• Excerpt to read:
___

SUMMARY OF THE INVENTION
[0010] According to one embodiment of the present invention,
explicit software control is used to perform helper operations
while waiting for a long latency operation to complete. Herein, a
long latency instruction is an instruction whose execution requires
accessing information that is not available in a local cache or a
use of a resource, which is unavailable when the instruction is
ready to execute.
[0011] For example, while waiting for execution of a load
instruction to complete, one or more prefetch instructions are
executed along with additional computation needed to compute the
addresses for the prefetch instructions. This is accomplished so
that upon completion of the execution of the prefetch instruction,
processing returns to the original code segment following the load
instruction and execution continues normally.
[0012] Thus, periods of time that the processor is idle are
recognized and only then are code sequences to prefetch data run.
The code sequences for prefetching data are contained so that the
code sequence do not effect the state or resource allocation of the
main program.
[0013] In one embodiment, a computer-based method determines, under
explicit software control, whether an item associated with a long
latency instruction is available. A helper subthread is executed,
under explicit software control, following the determining
operation finding that the item associated with the long latency
instruction is unavailable.
[0014] Execution of the helper subthread, under explicit software
control results in checkpointing a state to obtain a snapshot
state. In one example, the state is a processor state. Execution of
the helper subthread, under explicit software control, also results
in performing auxiliary operations by executing instructions in the
helper subthread. Upon completion of the auxiliary operations, the
state is rolled back to the snapshot state and an original code
segment is executed using an actual value of the item.
[0015] Alternatively, the original code segment is executed using
an actual value of the item following the determining finding the
item associated with the long latency instruction is available. In
this case, the helper subthread is not executed.
[0016] For this embodiment, a structure includes means for
determining, under explicit software control, whether an item
associated with a long latency instruction is available; and means
for executing a helper subthread, under explicit software control,
following the determining finding the item associated with the long
latency instruction is unavailable.
[0017] The means for executing a helper subthread, under explicit
software control includes means for checkpointing a state to obtain
a snapshot state; means for performing auxiliary operations by
executing instructions in the helper subthread; means for rolling
the state back to the snapshot state. The structure also includes
means for executing an original code segment using an actual value
of the item.
[0018] These means can be implemented, for example, by using stored
computer executable instructions and a processor in a computer
system to execute these instructions. The computer system can be a
workstation, a portable computer, a client-server system, or a
combination of networked computers, storage media, etc.
[0019] For this embodiment, a computer system includes a processor
and a memory coupled to the processor. The memory includes
instructions stored therein instructions wherein upon execution of
the instructions on the processor, a method comprises:
[0020] determining, under explicit software control, whether an
item associated with a long latency instruction is available;
and
[0021] executing a helper subthread, under explicit software
control, following the determining finding the item associated with
the long latency instruction is unavailable.

___

• Task details:
Transcribe verbatim the passage of the invention summary that opens with the words "[0018] These means" and closes with "storage media, etc.".

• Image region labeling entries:

___

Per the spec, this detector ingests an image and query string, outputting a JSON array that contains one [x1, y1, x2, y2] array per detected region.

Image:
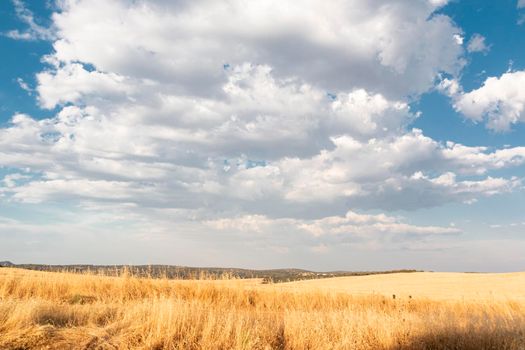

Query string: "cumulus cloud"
[[467, 33, 490, 54], [454, 71, 525, 131], [47, 0, 463, 98], [4, 0, 54, 40], [0, 0, 525, 252]]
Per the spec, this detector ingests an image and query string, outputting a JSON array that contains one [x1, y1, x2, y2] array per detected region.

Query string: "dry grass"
[[0, 269, 525, 350]]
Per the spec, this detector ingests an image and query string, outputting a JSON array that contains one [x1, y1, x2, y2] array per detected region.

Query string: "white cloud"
[[4, 0, 54, 40], [47, 0, 463, 98], [454, 71, 525, 131], [467, 33, 490, 53], [0, 0, 525, 254]]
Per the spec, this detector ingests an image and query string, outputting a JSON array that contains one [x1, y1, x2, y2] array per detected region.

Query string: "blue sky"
[[0, 0, 525, 271]]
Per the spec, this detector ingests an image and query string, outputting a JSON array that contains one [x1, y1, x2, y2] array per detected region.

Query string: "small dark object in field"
[[68, 294, 96, 305]]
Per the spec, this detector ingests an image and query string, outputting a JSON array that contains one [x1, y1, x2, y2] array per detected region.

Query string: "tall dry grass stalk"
[[0, 269, 525, 350]]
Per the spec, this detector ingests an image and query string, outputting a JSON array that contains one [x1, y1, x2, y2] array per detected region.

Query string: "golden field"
[[0, 268, 525, 350]]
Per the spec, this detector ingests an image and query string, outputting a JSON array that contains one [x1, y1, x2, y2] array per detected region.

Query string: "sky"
[[0, 0, 525, 272]]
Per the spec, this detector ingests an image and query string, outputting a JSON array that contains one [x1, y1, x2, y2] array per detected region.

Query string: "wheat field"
[[0, 268, 525, 350]]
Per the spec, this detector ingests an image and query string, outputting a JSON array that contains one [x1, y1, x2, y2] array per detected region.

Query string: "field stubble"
[[0, 268, 525, 350]]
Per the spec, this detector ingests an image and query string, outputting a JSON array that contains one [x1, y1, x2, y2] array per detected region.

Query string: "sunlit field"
[[0, 268, 525, 349]]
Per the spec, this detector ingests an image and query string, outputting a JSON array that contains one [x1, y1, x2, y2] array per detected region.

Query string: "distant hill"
[[0, 261, 416, 283]]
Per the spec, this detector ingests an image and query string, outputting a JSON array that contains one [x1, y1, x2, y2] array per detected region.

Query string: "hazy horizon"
[[0, 0, 525, 272]]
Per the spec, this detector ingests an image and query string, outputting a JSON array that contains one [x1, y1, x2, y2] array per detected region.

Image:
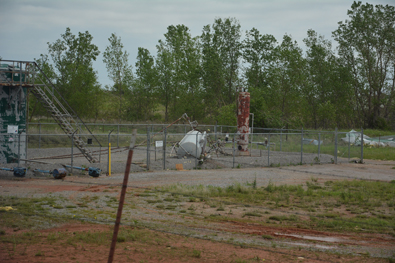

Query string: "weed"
[[192, 249, 202, 258], [117, 236, 126, 243], [34, 251, 44, 257], [243, 211, 262, 217], [262, 235, 274, 240]]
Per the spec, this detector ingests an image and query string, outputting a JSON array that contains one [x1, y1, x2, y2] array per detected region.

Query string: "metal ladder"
[[31, 63, 101, 163]]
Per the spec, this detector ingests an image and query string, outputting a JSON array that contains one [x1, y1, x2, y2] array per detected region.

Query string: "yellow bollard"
[[108, 143, 111, 176]]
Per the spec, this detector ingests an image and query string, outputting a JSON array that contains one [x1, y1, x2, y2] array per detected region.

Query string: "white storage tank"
[[177, 130, 206, 158]]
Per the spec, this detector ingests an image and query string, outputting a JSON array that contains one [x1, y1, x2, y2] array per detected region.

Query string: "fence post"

___

• Expected answer:
[0018] These means can be implemented, for example, by using stored
computer executable instructions and a processor in a computer
system to execute these instructions. The computer system can be a
workstation, a portable computer, a client-server system, or a
combination of networked computers, storage media, etc.